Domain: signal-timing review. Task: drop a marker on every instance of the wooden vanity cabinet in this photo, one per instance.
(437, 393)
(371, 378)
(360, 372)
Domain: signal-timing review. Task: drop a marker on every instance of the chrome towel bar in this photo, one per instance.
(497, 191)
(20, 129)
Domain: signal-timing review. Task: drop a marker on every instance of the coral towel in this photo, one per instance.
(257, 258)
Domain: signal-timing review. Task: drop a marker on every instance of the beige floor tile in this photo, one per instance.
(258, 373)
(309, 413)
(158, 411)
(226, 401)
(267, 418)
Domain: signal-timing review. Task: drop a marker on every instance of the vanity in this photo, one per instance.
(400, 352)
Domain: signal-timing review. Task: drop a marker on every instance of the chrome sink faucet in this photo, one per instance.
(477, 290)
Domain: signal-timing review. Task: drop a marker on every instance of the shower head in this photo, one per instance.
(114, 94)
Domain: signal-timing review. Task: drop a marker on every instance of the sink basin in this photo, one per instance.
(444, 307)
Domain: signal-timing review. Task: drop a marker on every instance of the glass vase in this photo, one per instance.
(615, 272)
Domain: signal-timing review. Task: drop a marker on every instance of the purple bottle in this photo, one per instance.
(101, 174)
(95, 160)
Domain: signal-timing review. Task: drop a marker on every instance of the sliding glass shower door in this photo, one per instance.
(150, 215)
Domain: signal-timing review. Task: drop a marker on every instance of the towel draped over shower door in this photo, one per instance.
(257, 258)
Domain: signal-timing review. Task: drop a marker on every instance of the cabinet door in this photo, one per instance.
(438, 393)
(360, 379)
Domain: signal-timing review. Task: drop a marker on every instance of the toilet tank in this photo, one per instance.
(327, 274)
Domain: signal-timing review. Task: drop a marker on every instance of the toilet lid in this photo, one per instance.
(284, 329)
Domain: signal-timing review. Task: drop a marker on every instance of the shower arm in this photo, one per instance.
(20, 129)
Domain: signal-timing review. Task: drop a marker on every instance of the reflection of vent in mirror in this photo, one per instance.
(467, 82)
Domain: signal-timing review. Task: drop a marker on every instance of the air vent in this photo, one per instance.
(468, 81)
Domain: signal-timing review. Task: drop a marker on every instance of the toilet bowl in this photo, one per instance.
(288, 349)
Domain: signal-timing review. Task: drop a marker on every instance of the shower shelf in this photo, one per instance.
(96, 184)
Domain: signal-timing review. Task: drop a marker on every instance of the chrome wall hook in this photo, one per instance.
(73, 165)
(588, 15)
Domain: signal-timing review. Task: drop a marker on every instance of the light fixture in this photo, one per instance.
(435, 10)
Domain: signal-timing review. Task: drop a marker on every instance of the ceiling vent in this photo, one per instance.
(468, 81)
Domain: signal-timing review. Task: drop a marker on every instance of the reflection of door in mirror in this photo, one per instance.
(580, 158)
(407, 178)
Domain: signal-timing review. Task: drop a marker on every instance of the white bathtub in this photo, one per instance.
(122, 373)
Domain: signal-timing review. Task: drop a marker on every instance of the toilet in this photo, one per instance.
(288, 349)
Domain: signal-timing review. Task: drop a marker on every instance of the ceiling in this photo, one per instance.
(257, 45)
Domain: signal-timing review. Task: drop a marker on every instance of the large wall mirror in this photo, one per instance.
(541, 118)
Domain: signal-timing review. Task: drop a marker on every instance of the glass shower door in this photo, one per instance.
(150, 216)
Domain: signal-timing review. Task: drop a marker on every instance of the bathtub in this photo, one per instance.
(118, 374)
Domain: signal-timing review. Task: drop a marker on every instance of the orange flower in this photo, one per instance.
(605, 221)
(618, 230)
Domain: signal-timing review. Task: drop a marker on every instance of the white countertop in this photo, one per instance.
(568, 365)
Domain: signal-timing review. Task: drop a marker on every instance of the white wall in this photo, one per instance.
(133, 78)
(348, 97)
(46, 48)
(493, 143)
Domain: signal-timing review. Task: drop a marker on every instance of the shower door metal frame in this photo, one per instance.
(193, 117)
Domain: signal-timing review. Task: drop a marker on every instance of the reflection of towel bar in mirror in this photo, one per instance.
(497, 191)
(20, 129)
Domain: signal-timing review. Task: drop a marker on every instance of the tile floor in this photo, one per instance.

* Problem to work on
Retype every entry exactly as it stands.

* Solution for this task
Domain: signal-timing review. Task: drop a marker on every instance of the wooden vanity cabinet in this photo, one per instance.
(437, 393)
(371, 378)
(360, 372)
Domain: signal-timing review. Task: drop a marker on every instance of the chrome towel bar in this photo, one per instance.
(497, 191)
(20, 129)
Domain: signal-timing review. Task: drop a marker on every instance of the coral towel in this photo, one per instance.
(257, 258)
Domain: signal-timing review. Task: drop a marker on every instance of the beige floor tile in this photo, one per instance.
(258, 373)
(309, 413)
(158, 411)
(226, 401)
(267, 418)
Domain: signal-timing review. Task: drop a marker on every instance of the vanity in this photo, one per instance.
(400, 352)
Domain: signal-timing review. Task: drop a marker on every instance of the chrome sink faucet in this photo, one per instance.
(477, 290)
Domain: signal-timing review. Task: drop a marker on every instance of the shower head in this photo, one per instance.
(114, 94)
Domain: signal-timing review. Task: drop a marker on every instance of the sink basin in this photo, one per instance.
(444, 307)
Domain: signal-timing review. Task: drop a marker on every instance of the glass vase in this photo, one per instance.
(615, 272)
Domain: signal-timing review. Task: drop a marker on every instance of the purple bottle in this photo, one per instance.
(101, 174)
(95, 160)
Domain: signal-timing review. Task: drop a marker on every instance of the sliding glass shower door in this photo, one per instance.
(150, 215)
Domain: signal-timing review. Task: drop a marker on every instance of the towel draped over shower door in this photo, one per instance.
(257, 258)
Domain: signal-timing review. Task: drop a marker on every instance of the cabinet door in this photo, one per instance.
(438, 393)
(360, 379)
Domain: signal-timing review. Task: drop a marker on every instance of the toilet tank in this photo, one per instance.
(327, 274)
Domain: signal-timing review. Task: drop a marker on every instance of the toilet lid in this photo, one per instance.
(284, 329)
Domain: signal-timing review. Task: drop a marker on every instance of the shower arm in this photo, one per instance.
(20, 129)
Domain: signal-timing review. Task: drop a marker on every instance of the reflection of vent in mirror in this photo, one per instance.
(467, 82)
Domain: signal-timing review. Task: drop a marker on every instance of the air vent in this photo, one per instance.
(468, 81)
Domain: signal-timing review. Task: drop a marker on every instance of the toilet bowl in this photo, one per instance.
(288, 349)
Domain: signal-timing review. Task: drop a marker on every instance of the shower shelf in this photo, one per instance.
(96, 184)
Domain: signal-timing review. Task: drop a marker on every instance of the chrome wall hook in this photo, one per instance.
(73, 165)
(588, 15)
Domain: signal-timing review. Task: drop a marker on every instance of the light fixture in this photo, one per instance.
(435, 10)
Domain: signal-timing review. Task: drop a marker on every instance of the ceiling vent in this photo, one per instance.
(468, 81)
Domain: signal-timing review. Task: drop a marker on every instance of the reflection of door in mirror in this photo, one per instance.
(580, 158)
(407, 178)
Domain: signal-timing review. Task: drop a marker on every instance of the white bathtub in this photo, one per instance.
(122, 373)
Domain: signal-timing review. Task: drop a marker on every instance of the toilet in this photo, one per instance.
(288, 349)
Domain: signal-timing review. Task: drop a marker on every instance of the ceiling in this photo, one per instance.
(257, 45)
Domain: signal-timing review. Task: drop a marker on every instance of the large wall mirror in this photo, one per instance.
(541, 118)
Domain: signal-timing review. Task: drop a marker on every instance of the glass shower door in this photo, one per instance.
(150, 216)
Domain: signal-timing review. Task: drop a marker on every instance of the bathtub in this photo, one per instance.
(118, 374)
Domain: signal-timing review. Task: drop a marker on every instance of the orange flower in this photo, one per instance.
(605, 221)
(618, 230)
Domain: signal-timing review. Task: drop a marker on every instance of the white countertop in this photo, one per instance.
(568, 365)
Domain: signal-timing review. Task: drop a marker on every instance of the white wall in this photo, one per instance.
(133, 78)
(348, 97)
(46, 48)
(493, 143)
Domain: signal-timing review. Task: drop a marker on every instance of the shower door metal frame in this photo, one per instance.
(193, 117)
Domain: signal-timing review. Task: drop a marker on every instance of the reflection of towel bar in mirror in this photo, one per instance.
(497, 191)
(20, 129)
Domain: signal-timing review. Task: drop a marker on every instance of the tile floor in this photo, one per instance.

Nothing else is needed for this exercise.